**Activity:**
What is needed is the exact text of each line in the listing below from the one with "Detect woman's arm." up to and including the one with "Detect short dark", and no pictures.

**Given entries:**
⟨

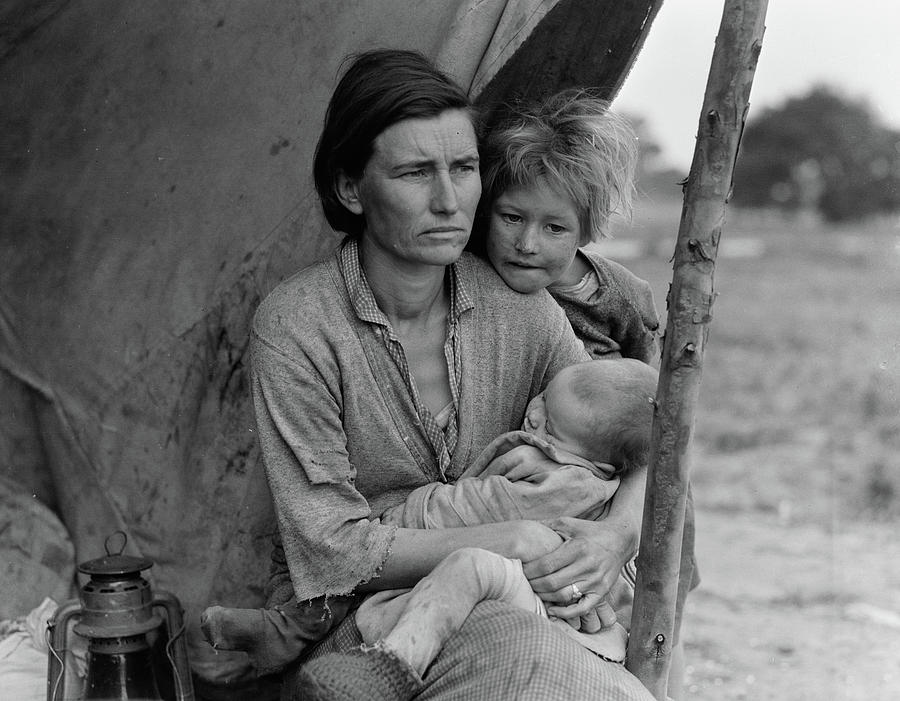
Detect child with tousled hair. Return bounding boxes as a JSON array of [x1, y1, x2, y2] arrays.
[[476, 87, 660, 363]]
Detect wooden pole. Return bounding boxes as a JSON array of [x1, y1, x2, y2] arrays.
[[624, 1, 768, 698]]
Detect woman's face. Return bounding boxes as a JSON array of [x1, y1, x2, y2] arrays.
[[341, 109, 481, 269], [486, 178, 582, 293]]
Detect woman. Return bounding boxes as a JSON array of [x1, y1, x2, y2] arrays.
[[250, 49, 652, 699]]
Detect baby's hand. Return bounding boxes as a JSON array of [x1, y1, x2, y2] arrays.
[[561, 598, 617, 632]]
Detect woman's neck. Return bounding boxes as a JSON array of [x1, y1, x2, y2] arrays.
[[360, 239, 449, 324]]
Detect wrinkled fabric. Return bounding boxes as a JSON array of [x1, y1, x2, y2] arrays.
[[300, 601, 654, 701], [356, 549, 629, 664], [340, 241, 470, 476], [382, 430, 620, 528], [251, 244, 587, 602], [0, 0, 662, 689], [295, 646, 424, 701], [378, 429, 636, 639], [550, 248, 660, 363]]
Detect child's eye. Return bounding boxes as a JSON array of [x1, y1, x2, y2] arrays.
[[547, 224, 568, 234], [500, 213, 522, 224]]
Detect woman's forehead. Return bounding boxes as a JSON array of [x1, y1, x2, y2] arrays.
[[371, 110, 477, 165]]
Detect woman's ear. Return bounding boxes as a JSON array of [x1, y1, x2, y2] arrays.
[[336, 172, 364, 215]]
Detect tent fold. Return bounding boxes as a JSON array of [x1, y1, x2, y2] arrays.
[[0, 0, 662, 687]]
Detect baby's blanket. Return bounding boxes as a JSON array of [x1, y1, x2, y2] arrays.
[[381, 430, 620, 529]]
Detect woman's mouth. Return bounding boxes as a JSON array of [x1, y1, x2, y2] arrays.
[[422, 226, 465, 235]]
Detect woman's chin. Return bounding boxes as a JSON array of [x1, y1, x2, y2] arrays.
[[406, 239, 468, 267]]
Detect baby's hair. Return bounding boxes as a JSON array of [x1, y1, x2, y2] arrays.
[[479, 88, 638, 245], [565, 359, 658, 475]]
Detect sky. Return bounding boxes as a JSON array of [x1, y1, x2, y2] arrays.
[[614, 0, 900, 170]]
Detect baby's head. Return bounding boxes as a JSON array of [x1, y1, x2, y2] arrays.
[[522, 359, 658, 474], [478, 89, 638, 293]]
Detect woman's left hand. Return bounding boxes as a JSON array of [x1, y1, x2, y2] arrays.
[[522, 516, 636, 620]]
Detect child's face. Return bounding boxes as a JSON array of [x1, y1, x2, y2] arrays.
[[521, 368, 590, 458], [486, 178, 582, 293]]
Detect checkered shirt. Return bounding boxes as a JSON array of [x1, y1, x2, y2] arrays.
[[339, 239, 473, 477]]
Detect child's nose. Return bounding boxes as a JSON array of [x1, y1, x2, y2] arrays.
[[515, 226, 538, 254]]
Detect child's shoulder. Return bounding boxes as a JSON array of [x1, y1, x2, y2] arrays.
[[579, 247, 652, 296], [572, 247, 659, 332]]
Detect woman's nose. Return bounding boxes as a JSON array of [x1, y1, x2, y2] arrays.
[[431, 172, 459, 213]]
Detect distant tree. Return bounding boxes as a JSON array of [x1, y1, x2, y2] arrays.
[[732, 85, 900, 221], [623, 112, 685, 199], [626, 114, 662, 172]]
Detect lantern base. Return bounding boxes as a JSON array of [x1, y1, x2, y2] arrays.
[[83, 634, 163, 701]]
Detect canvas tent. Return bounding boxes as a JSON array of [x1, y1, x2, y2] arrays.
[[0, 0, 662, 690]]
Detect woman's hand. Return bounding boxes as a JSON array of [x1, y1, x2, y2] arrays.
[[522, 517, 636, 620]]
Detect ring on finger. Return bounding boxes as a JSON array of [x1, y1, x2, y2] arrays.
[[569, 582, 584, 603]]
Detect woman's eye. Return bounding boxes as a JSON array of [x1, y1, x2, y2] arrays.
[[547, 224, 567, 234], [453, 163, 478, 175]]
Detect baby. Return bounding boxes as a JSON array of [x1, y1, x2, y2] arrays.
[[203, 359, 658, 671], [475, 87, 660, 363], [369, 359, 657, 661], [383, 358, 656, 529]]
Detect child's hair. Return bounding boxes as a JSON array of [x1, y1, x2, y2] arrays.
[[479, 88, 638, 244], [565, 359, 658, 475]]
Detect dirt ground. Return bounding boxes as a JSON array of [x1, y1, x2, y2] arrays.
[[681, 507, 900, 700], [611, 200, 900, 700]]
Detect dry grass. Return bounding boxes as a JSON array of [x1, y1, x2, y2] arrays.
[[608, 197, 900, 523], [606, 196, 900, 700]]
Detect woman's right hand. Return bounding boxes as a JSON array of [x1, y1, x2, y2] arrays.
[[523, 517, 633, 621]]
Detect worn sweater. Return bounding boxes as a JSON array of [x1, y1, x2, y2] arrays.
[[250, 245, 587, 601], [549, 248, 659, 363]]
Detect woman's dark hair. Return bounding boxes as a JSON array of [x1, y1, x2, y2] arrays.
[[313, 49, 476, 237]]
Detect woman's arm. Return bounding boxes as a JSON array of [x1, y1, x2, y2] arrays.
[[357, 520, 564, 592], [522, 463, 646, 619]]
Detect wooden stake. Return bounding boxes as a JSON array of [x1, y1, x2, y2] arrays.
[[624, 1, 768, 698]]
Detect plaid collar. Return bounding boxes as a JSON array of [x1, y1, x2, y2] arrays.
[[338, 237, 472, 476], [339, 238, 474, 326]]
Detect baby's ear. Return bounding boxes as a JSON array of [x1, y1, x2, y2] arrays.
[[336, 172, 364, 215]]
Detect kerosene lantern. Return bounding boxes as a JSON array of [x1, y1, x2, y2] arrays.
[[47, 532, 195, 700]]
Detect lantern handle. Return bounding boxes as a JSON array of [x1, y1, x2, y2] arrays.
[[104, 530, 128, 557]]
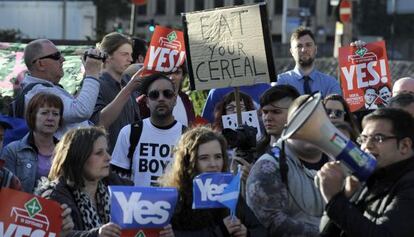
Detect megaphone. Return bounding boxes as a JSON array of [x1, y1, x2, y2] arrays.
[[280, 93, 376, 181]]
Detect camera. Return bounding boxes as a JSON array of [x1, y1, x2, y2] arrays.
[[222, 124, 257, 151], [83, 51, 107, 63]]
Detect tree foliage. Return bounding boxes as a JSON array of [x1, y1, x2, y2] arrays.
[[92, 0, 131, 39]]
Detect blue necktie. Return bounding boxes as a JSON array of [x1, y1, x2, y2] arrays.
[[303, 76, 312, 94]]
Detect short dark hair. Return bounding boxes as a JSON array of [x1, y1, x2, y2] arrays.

⟩
⟨

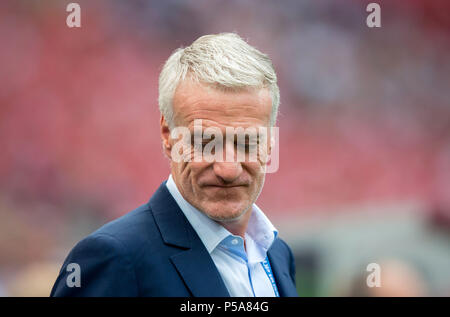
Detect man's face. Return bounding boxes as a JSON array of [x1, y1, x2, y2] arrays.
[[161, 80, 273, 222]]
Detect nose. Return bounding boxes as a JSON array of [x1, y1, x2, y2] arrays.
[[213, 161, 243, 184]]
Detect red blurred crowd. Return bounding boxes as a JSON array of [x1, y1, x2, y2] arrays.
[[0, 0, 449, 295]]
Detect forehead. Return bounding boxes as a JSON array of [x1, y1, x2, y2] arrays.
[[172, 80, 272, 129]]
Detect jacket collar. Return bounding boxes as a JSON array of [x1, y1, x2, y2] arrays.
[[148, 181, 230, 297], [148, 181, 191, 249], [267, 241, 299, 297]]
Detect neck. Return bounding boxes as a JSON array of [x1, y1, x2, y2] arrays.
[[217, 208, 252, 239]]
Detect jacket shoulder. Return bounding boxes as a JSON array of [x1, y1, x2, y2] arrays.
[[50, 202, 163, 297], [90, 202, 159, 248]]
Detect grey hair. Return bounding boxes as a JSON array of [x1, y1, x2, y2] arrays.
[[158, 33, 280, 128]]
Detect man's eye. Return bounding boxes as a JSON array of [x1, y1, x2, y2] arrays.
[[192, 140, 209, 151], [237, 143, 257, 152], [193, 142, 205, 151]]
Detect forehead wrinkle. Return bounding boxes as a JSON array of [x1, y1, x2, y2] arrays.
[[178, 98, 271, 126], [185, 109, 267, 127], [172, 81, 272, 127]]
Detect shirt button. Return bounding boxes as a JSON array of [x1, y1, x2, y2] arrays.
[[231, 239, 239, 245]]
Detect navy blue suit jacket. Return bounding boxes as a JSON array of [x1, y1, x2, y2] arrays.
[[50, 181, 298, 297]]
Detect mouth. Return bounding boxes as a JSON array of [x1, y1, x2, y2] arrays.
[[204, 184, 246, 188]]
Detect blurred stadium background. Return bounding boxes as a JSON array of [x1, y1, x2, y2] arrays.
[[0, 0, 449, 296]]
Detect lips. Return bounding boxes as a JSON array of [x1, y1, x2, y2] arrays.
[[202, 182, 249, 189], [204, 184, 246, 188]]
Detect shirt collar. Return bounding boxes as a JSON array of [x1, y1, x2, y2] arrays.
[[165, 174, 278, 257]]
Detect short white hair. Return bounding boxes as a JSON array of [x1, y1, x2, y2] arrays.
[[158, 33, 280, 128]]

⟩
⟨

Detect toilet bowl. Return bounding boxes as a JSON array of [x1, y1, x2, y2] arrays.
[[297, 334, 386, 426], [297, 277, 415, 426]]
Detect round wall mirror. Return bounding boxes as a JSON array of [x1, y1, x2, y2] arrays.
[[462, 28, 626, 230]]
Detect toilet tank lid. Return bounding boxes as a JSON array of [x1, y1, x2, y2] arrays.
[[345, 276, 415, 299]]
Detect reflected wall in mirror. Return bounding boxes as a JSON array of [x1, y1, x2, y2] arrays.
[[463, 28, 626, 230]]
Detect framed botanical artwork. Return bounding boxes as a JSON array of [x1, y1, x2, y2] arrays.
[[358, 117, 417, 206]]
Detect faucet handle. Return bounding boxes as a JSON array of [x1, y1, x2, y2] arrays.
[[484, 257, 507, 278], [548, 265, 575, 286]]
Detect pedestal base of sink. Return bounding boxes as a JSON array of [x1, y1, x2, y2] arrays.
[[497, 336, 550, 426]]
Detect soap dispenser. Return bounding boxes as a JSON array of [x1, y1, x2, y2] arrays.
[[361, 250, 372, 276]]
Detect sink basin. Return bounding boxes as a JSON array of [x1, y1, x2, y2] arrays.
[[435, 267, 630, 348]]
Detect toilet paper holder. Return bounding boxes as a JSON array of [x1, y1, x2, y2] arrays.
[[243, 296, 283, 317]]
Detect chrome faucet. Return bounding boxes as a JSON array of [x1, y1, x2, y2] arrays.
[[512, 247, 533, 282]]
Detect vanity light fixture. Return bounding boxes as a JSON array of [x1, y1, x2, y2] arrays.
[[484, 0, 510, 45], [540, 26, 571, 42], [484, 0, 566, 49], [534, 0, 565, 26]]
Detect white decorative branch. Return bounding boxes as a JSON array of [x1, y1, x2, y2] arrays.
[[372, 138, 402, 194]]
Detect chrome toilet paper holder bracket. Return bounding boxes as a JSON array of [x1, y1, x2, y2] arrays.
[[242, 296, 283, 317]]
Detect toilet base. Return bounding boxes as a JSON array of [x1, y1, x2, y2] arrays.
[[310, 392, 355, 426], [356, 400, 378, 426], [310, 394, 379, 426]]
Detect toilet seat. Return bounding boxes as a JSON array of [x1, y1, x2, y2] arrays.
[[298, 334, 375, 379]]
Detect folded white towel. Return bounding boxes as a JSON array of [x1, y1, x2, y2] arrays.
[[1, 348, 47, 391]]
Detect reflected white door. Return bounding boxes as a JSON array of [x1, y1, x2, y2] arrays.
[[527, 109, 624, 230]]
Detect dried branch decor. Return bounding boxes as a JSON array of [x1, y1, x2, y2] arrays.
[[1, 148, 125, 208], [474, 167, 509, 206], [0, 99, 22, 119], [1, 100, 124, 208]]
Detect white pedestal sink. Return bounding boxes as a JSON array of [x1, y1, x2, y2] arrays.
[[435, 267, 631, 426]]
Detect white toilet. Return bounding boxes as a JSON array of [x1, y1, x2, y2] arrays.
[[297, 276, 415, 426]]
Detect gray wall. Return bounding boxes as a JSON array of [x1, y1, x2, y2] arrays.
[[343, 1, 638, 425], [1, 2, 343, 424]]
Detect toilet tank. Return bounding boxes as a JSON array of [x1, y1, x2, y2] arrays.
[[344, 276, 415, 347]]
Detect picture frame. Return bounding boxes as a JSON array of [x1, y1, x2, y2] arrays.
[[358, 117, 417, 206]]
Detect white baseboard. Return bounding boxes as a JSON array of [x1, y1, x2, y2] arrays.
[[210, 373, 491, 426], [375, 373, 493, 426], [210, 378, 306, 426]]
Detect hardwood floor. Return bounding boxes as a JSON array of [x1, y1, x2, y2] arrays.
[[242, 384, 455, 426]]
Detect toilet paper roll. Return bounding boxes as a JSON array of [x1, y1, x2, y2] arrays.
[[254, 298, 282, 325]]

⟩

**Answer section:**
Detect woman's arm. Return bounding boxes as a JSON array of [x1, y1, x2, y2] arrays.
[[357, 520, 564, 592], [522, 463, 646, 619]]
Detect wooden stake. Return bounding boxes as a JSON array of [x1, y1, x2, y2] arrays.
[[624, 1, 768, 698]]
Detect plaid collar. Return bounding boxes as a JSON array of [x1, y1, x2, y2] arrays.
[[338, 237, 472, 476], [339, 238, 474, 326]]
Detect baby's ear. Return bounding boxes as a JSON array of [x1, y1, x2, y2] arrays.
[[336, 172, 364, 215]]
Detect kerosene lantern. Return bounding boxes as a JSON array of [x1, y1, x2, y2] arrays.
[[47, 532, 195, 700]]
Detect lantern handle. Return bounding boxes as a JSON array of [x1, y1, x2, y2] arrays.
[[104, 530, 128, 557]]
Detect megaphone. Return bounding boxes as a JSON array of [x1, y1, x2, y2] arrays.
[[280, 93, 376, 181]]
Detect camera. Return bounding boxes as a JSON array of [x1, y1, x2, y2] arrays.
[[222, 124, 257, 151], [83, 51, 107, 63]]
Detect tree foliage. Return bounding boxes as a JSON array of [x1, y1, x2, y2] arrays.
[[92, 0, 131, 39]]
Detect blue necktie. Return bounding boxes as a JSON array of [x1, y1, x2, y2] arrays.
[[303, 76, 312, 94]]
Detect short dark hair. Return bounding boxes as a JSON array of [x1, y1, x2, y2] arrays.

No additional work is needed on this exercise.